### Teks Bacaan
+ + + + +
Dalam al-Qur’an dengan tegas
Allah membolehkan memberikan upah kepada orang lain yang telah berjasa
menemukan barang yang hilang. Hal itu ditegaskan dalam al-Qur’an surat Yusuf
ayat 72.
قَالُوا
نَفْقِدُ صُوَاعَ الْمَلِكِ وَلِمَن جَاءَ بِهِ حِمْلُ بَعِيرٍ وَأَنَا بِهِ
زَعِيمٌ ﴿٧٢﴾
“Para penyeru itu berkata , Kami
kehilangan piala raja maka siapa yang dapat mengembalikannya, maka ia akan
mendapatkan bahan makanan seberat beban unta. Dan aku menjamin terhadapnya”. (QS. Yusuf
: 72)
Sabda nabi saw. kepada para sahabat
yang mendapatkan jialah berupa sekawanan kambing karena mengobati orang yang
tersengat,” Ambillah ji’alah (upah) dan berikanaku satu bagian bersama
kalian”.(HR. Bukhari)
+ + + + +
### Materi yang Ditampilkan
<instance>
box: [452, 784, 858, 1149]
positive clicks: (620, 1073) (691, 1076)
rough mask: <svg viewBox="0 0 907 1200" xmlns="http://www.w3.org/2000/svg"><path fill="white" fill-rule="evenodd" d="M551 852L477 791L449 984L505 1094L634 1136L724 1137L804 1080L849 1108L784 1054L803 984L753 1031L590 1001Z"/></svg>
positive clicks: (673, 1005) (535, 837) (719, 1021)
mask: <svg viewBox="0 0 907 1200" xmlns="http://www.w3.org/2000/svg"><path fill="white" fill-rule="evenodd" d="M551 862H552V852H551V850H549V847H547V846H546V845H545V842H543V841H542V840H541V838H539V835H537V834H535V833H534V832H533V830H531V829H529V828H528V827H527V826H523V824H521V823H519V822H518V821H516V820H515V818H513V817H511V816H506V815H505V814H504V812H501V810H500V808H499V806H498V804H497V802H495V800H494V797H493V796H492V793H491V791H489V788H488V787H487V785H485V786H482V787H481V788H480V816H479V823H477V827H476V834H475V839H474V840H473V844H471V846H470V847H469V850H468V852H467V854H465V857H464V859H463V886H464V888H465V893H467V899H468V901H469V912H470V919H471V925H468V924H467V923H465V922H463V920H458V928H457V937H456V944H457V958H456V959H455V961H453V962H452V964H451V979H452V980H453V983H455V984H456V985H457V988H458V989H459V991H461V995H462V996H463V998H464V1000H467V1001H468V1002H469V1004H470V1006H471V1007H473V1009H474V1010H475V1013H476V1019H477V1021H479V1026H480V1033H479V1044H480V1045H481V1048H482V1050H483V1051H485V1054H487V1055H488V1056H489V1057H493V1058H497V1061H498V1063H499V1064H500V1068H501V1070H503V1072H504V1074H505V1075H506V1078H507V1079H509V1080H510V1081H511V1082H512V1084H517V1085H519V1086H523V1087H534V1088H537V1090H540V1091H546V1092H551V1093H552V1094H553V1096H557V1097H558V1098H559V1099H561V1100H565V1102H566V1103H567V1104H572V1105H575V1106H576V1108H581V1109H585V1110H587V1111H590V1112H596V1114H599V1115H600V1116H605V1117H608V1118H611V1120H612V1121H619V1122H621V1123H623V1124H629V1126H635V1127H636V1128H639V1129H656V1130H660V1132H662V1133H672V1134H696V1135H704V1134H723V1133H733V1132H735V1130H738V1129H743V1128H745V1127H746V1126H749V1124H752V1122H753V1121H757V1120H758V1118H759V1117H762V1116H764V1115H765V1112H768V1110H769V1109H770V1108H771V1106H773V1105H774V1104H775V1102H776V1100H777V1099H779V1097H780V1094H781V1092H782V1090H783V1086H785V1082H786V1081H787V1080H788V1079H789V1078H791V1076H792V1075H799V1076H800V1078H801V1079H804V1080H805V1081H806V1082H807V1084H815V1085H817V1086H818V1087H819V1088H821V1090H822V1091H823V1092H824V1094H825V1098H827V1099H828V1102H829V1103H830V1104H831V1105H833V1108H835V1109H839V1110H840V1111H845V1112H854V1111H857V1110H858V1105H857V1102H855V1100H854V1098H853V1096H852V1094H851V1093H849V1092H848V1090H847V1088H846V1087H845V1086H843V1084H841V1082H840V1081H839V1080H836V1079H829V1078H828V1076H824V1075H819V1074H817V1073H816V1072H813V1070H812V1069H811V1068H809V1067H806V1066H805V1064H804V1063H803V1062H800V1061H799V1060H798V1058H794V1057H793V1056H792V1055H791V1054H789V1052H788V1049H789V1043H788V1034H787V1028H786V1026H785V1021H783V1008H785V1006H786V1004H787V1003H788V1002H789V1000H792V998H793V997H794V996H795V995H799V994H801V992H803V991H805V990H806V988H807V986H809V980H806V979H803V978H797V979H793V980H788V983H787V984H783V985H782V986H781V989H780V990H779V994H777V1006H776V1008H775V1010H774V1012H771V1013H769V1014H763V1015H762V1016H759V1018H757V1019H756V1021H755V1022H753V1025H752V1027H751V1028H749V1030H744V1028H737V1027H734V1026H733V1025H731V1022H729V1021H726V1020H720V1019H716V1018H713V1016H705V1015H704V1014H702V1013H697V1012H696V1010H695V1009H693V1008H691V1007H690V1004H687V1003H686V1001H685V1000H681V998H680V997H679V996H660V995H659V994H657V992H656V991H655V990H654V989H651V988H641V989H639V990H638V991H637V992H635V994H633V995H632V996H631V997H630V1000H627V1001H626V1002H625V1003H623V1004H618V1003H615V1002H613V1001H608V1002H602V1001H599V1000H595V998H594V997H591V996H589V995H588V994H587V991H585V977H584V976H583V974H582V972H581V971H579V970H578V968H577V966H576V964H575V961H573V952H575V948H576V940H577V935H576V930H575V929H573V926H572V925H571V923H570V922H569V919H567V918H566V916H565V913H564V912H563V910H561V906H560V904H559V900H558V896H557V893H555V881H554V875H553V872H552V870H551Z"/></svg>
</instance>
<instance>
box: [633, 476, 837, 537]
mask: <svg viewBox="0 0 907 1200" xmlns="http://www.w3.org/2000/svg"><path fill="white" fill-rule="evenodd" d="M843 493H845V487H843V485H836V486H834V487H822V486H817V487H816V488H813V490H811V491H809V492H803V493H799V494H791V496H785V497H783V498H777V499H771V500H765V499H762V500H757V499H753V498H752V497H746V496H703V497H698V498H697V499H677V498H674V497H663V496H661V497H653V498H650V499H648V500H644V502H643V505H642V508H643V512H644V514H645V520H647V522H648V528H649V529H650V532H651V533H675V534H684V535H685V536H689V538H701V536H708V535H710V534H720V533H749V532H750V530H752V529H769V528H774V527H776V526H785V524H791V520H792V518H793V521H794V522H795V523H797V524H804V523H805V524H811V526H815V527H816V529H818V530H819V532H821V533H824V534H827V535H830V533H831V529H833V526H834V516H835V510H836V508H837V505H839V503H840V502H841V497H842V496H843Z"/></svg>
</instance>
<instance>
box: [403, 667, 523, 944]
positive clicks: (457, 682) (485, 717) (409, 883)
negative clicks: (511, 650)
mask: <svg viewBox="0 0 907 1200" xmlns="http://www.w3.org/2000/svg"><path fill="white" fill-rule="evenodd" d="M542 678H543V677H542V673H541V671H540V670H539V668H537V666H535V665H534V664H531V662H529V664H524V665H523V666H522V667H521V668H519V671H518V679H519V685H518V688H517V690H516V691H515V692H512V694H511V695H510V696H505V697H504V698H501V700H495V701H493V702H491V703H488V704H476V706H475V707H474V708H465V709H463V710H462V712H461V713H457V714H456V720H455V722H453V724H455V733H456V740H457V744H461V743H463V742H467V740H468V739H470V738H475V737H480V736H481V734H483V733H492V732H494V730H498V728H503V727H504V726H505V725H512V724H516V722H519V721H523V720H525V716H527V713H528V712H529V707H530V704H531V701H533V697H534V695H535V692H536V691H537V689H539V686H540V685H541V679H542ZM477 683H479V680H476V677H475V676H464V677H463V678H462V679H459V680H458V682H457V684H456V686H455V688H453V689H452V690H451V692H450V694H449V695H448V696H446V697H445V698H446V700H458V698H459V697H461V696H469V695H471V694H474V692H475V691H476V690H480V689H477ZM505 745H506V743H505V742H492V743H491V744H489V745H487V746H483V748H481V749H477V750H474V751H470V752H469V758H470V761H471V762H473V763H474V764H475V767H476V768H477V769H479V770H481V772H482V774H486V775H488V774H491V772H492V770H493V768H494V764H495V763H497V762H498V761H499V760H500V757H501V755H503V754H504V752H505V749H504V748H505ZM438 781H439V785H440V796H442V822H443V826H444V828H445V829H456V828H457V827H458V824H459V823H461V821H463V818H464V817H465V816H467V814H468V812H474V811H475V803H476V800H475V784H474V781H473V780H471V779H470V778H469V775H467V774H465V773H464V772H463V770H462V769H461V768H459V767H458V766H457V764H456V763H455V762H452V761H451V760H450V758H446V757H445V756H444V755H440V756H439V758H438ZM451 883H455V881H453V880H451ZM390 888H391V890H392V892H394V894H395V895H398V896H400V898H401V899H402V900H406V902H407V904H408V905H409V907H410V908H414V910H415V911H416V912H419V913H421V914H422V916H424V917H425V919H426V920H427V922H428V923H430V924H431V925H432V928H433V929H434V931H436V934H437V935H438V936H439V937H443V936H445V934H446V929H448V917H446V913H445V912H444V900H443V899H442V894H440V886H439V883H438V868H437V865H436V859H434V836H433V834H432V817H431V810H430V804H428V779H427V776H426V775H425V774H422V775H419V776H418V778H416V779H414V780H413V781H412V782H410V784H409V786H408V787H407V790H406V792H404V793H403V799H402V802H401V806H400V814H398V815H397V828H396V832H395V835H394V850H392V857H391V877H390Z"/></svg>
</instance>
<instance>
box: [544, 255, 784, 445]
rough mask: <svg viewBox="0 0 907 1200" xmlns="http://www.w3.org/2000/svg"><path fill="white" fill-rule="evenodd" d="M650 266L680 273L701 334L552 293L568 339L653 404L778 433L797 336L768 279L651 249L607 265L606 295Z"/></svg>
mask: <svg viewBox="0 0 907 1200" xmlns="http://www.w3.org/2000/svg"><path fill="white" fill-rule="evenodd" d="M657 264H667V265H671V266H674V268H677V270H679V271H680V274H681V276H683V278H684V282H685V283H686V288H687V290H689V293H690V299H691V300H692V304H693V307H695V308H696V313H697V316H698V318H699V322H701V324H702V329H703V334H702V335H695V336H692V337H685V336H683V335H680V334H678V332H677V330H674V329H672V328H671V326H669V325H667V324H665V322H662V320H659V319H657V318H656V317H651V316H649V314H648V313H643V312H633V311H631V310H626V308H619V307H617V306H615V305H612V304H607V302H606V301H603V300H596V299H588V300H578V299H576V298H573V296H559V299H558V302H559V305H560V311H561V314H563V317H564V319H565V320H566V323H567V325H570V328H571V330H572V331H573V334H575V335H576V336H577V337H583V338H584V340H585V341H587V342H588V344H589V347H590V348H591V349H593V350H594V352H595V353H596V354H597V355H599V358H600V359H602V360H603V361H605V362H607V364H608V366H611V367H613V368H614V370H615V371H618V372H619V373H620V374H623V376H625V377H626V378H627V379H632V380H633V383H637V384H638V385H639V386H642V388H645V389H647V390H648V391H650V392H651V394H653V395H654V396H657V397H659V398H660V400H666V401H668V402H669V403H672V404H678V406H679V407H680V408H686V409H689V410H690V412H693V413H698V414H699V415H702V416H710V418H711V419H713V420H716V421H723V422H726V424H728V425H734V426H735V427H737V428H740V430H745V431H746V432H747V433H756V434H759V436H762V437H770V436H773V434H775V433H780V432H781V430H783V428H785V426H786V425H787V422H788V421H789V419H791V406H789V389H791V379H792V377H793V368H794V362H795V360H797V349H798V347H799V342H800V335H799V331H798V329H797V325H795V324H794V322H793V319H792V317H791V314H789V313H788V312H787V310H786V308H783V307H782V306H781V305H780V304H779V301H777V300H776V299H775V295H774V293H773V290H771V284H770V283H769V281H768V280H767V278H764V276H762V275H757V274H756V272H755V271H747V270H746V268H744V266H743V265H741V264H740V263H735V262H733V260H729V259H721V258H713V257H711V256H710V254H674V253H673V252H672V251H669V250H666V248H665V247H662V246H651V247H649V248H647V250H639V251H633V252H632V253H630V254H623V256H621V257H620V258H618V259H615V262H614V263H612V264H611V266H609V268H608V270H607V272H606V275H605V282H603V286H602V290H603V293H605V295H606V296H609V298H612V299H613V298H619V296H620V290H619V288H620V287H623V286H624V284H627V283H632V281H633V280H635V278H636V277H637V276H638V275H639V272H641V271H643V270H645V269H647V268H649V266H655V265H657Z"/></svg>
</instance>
+ + + + +
### Tugas Anda
Tuliskan kembali seluruh teks bacaan tentang upah ji'alah di atas persis sama, tanpa mengubah satu huruf pun.

### Jawaban Latihan
Dalam al-Qur’an dengan tegas
Allah membolehkan memberikan upah kepada orang lain yang telah berjasa
menemukan barang yang hilang. Hal itu ditegaskan dalam al-Qur’an surat Yusuf
ayat 72.
قَالُوا
نَفْقِدُ صُوَاعَ الْمَلِكِ وَلِمَن جَاءَ بِهِ حِمْلُ بَعِيرٍ وَأَنَا بِهِ
زَعِيمٌ ﴿٧٢﴾
“Para penyeru itu berkata , Kami
kehilangan piala raja maka siapa yang dapat mengembalikannya, maka ia akan
mendapatkan bahan makanan seberat beban unta. Dan aku menjamin terhadapnya”. (QS. Yusuf
: 72)
Sabda nabi saw. kepada para sahabat
yang mendapatkan jialah berupa sekawanan kambing karena mengobati orang yang
tersengat,” Ambillah ji’alah (upah) dan berikanaku satu bagian bersama
kalian”.(HR. Bukhari)